WRITTEN EXERCISE 1: Check three statements against the piece on London housing rights and, for each, answer yes or no along with the exact words of the text that decide it. (a) Housing Action Week runs from February 14th to 23rd. (b) Lambeth's cuts came to £31m. (c) Section 144 made trespassing with the intention of living in a residential building a crime starting in September 2012.
WRITTEN EXERCISE 2: Carry the piece on London housing rights forward from its final sentence.

TEXT SEGMENT:

The Assault on London Housing Rights
Graham Campbell •Graham Campbell reports on two local struggles to defend council housing in London, and draws some conclusions about the social significance of the Coalition’s assault on social homes.
February 14th to 23rd is designated by Radical Housing Network as Housing Action Week, and it certainly has been. Leading up to the actions of the past week, London has been the site of at least five different housing demonstrations and occupations in Newham (Focus E15), Barnet, Tower Hamlets, Lambeth (Guinness) and now Southwark (Aylesbury).
This comes as a direct result of the removal of the requirement imposed by Labour of having at least 20% of homes in new private developments reserved for social housing. On top of massive cuts in boroughs like Southwark (£31m) and Lambeth (£90m), which have cut housing to the bone, developers are simply not building homes for social rent. Social landlords are now acting like property developers, selling off council sites so that developers can demolish them and build entirely new private schemes.
The social movement of resistance to this process has emerged suddenly as a potential mass struggle because of the scale of the housing crisis and the desperate circumstances forced upon the capital’s working people. The crisis in social housing, which was already bad under Labour, has been exacerbated by the tightening of anti-squatting laws in England by the ConDems.
According to the Squatters Legal Network, “squatting is getting harder than it was. Partly due to introduction of section 144 [of the housing act 2012] which criminalised trespassing with the intention of living in a ‘residential’ building – in September 2012. Since the law changed, some squatters have been threatened, arrested, charged and convicted of the new criminal offence. Many others have been evicted sometimes unlawfully without notice and/or violently.”

MATERIAL SUPPLIED:
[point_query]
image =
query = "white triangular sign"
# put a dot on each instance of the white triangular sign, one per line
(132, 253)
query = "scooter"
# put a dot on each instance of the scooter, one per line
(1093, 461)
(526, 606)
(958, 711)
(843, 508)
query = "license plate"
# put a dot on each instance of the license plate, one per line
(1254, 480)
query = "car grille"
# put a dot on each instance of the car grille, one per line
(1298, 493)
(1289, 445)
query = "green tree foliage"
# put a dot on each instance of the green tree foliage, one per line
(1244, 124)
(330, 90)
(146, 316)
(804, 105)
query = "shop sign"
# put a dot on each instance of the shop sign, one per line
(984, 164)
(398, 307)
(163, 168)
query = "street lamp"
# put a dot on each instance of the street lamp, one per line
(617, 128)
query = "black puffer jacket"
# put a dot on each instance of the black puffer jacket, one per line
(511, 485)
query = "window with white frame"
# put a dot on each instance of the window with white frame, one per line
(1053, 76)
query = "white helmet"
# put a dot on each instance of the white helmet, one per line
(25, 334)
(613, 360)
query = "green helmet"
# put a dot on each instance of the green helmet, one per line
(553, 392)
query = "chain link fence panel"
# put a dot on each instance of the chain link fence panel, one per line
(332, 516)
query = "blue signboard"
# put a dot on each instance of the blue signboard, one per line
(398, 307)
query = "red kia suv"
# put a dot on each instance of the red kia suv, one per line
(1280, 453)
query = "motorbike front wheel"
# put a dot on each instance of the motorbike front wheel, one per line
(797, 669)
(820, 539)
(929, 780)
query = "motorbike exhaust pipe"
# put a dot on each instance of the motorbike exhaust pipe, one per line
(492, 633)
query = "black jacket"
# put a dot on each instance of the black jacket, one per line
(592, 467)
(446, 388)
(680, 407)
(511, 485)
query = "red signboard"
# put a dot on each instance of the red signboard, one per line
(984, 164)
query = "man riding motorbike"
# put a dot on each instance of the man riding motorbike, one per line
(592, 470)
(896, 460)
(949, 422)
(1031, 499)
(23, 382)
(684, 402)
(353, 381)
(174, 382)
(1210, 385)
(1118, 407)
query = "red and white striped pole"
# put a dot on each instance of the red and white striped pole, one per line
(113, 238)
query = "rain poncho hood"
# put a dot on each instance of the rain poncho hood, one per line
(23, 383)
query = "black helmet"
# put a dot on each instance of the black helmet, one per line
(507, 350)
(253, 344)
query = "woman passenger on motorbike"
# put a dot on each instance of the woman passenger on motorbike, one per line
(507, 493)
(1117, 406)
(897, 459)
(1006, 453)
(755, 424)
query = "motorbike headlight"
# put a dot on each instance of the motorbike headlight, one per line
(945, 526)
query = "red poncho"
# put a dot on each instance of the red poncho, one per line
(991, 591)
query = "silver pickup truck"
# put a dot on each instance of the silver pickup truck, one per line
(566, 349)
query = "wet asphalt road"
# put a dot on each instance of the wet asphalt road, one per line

EXPECTED ANSWER 1:
(a) Yes: "February 14th to 23rd is designated by Radical Housing Network as Housing Action Week"
(b) No: "Southwark (£31m) and Lambeth (£90m)"
(c) Yes: "which criminalised trespassing with the intention of living in a ‘residential’ building – in September 2012"

EXPECTED ANSWER 2:
Guinness Trust occupation ends with a partial victory
On Thursday Feb 19th, around 50 activists gathered to occupy a flat in defence of Arinola Adefuwa and her family. Guinness Trust, the owners of the Brixton estate currently being demolished to make way for new private and social housing, had served 44 families with notices to quit and threatened to send bailiffs in a process of forced decanting and demolition. Guinness promised to give tenancies, but then withdrew this offer.
Tenants mobilised with local Unite community activists. They support the call for an end to evictions, to defend social housing and stop the increasing gentrification of inner London through social cleansing. Unite community campaigner Grace revealed that Lambeth sends the most bailiffs of any council in London, serving hundreds of evictions a month – mostly for rent arrears resulting from the changes to housing benefit rules.
Arinola won a last minute stay of her eviction after the social landlord Guinness Trust caved into pressure from housing activists gathered in support. It was agreed at the occupation meeting inside the family’s flat that the occupation could end, the eviction having been postponed. However, the 44 families remain at risk of eviction and will need further mobilisation to defend them, as Guinness has only offered cash settlements in exchange for their departure.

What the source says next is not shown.